THE REQUEST »
Output the lines of the listing below unchanged, starting at the line that contains "car with a single marker." and ending at the line that contains "on sidewalk with a single marker.", with both of those lines included. Give only those lines.

-- Begin DATA TO USE --

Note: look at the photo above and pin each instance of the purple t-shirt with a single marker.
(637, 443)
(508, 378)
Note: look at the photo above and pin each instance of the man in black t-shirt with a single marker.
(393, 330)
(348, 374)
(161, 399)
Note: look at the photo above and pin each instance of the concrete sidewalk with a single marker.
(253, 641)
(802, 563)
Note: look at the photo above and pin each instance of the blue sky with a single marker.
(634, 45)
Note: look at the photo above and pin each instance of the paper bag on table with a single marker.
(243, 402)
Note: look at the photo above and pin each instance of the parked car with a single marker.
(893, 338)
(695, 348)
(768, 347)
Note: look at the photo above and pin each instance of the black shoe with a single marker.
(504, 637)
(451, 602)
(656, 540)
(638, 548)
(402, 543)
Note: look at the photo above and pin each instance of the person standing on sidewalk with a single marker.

-- End DATA TO USE --
-- Begin DATA TO USE --

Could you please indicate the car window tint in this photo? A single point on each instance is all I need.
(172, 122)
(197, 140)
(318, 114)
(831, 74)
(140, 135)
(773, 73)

-- End DATA TO USE --

COMPLETE ANSWER »
Note: look at the photo above and pin each instance of the parked car with a single marker.
(893, 338)
(695, 348)
(768, 347)
Note: look at the photo above and pin each instance of the black shoe with a single marker.
(504, 637)
(451, 602)
(656, 540)
(638, 548)
(402, 543)
Note: look at the photo above and pin each instance of the person standing on sidewalk with a single marker.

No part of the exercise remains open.